Data to use:

────────────────────

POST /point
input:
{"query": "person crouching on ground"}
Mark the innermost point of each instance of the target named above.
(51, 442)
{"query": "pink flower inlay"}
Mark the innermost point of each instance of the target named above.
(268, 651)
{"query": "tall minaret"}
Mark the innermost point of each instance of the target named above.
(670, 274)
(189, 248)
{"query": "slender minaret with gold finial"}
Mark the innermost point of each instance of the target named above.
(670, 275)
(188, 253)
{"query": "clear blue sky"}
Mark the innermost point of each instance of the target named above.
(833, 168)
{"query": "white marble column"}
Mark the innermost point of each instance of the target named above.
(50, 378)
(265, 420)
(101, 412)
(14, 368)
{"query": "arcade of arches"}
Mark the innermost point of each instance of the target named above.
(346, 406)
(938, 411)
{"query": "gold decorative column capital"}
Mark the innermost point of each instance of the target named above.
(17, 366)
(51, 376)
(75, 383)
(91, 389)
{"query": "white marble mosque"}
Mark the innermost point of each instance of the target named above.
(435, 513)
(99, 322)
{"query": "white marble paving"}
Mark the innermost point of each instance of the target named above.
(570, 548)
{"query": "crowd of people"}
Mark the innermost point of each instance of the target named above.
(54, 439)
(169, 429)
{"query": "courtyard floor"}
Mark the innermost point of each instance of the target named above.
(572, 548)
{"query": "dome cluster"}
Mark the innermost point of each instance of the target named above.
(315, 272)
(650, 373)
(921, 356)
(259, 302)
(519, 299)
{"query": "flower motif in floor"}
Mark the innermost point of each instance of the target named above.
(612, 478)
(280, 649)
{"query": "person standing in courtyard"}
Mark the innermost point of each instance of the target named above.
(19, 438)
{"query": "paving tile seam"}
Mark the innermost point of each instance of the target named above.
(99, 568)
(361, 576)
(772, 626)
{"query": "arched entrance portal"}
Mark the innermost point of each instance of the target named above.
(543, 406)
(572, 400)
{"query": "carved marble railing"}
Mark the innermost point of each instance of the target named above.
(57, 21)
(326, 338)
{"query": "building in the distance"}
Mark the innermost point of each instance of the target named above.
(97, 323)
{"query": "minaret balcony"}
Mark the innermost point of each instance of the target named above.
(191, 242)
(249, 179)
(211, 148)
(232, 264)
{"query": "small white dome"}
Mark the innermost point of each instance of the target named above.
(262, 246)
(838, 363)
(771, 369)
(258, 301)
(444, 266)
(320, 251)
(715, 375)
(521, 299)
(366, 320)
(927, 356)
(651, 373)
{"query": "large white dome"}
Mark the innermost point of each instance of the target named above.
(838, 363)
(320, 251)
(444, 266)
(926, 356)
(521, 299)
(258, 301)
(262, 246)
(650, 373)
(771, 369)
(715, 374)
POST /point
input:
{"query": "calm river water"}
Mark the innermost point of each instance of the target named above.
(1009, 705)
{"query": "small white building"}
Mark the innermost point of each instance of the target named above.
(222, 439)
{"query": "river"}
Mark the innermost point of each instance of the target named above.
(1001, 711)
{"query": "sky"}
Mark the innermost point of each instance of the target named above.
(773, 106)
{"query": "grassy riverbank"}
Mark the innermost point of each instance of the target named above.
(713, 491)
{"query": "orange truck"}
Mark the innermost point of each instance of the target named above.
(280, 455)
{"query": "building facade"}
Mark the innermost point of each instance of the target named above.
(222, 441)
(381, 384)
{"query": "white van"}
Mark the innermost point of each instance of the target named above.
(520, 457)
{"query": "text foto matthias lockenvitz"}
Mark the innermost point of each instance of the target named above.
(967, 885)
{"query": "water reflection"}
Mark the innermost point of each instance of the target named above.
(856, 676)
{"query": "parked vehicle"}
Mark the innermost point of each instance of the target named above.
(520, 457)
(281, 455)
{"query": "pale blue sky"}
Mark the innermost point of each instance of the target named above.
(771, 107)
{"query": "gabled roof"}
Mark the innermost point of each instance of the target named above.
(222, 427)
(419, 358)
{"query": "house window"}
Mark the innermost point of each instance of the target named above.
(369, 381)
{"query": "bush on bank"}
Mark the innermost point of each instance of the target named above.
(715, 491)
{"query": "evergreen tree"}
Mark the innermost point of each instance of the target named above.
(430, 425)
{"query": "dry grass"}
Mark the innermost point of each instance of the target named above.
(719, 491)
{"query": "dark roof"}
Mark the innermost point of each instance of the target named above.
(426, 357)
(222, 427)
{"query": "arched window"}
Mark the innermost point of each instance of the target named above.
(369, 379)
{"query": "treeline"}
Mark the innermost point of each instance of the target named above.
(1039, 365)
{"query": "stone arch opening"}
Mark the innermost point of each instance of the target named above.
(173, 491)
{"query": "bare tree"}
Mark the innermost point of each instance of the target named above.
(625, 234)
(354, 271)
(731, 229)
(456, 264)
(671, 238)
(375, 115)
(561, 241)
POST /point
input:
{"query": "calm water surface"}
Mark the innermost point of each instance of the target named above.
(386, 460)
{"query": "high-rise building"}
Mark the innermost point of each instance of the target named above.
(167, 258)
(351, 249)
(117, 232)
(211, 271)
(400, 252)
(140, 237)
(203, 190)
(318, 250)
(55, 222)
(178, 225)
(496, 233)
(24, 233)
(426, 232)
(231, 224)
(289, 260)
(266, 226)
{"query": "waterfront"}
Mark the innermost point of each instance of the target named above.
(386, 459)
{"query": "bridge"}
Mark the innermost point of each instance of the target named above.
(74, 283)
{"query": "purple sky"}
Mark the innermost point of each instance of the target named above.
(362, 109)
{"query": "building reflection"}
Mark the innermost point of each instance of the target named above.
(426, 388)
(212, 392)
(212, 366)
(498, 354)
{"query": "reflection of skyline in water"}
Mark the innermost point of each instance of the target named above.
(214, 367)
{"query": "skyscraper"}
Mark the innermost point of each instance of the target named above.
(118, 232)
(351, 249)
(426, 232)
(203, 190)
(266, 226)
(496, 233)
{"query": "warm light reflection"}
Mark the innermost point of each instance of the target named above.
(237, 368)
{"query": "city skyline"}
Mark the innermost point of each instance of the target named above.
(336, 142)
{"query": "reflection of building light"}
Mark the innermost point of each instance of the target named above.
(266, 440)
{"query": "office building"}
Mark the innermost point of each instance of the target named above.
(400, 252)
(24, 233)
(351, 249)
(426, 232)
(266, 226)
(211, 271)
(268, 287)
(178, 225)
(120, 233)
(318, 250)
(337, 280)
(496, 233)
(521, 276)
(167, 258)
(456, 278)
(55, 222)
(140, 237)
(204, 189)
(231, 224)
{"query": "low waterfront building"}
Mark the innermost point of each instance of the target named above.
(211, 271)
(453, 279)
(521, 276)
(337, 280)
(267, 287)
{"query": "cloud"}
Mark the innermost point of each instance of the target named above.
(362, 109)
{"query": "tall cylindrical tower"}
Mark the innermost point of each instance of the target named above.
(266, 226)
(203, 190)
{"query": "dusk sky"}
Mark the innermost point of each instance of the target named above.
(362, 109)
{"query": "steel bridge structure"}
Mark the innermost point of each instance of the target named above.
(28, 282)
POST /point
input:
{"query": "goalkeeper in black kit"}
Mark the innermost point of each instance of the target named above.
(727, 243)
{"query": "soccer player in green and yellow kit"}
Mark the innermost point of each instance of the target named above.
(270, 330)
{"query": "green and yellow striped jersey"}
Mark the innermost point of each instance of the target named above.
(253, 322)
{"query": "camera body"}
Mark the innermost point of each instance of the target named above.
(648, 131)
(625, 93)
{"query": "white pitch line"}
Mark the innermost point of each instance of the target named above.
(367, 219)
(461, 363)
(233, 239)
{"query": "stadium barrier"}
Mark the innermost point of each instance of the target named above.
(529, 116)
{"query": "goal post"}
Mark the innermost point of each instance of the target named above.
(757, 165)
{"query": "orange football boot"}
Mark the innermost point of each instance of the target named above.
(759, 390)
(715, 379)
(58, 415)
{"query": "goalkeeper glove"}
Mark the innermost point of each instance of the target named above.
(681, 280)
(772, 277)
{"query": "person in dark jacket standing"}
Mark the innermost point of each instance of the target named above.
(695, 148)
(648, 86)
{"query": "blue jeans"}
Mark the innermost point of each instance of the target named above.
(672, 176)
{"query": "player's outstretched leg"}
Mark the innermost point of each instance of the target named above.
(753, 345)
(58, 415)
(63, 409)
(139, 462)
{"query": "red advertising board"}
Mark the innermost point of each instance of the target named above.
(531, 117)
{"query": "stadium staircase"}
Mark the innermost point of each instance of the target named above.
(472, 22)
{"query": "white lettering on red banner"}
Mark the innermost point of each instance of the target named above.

────────────────────

Aim of the task: Reproduce, word for word, every line starting at the line that contains "in dark jacket" and ending with the final line of the entries.

The response:
{"query": "person in dark jacket standing"}
Mark the innermost point of each instance of the target named above.
(695, 148)
(648, 86)
{"query": "blue jeans"}
Mark the innermost point of each instance of the target named above.
(672, 176)
{"query": "player's outstretched leg"}
Mark the innermost point of each instance of the target named above.
(753, 345)
(58, 415)
(63, 409)
(139, 462)
{"query": "red advertising board"}
Mark the innermost point of each instance of the target named above.
(531, 117)
{"query": "stadium staircase"}
Mark the innermost point of each instance of the target named above.
(472, 22)
{"query": "white lettering on red banner"}
Mark the innermost point of each instance of the target named above.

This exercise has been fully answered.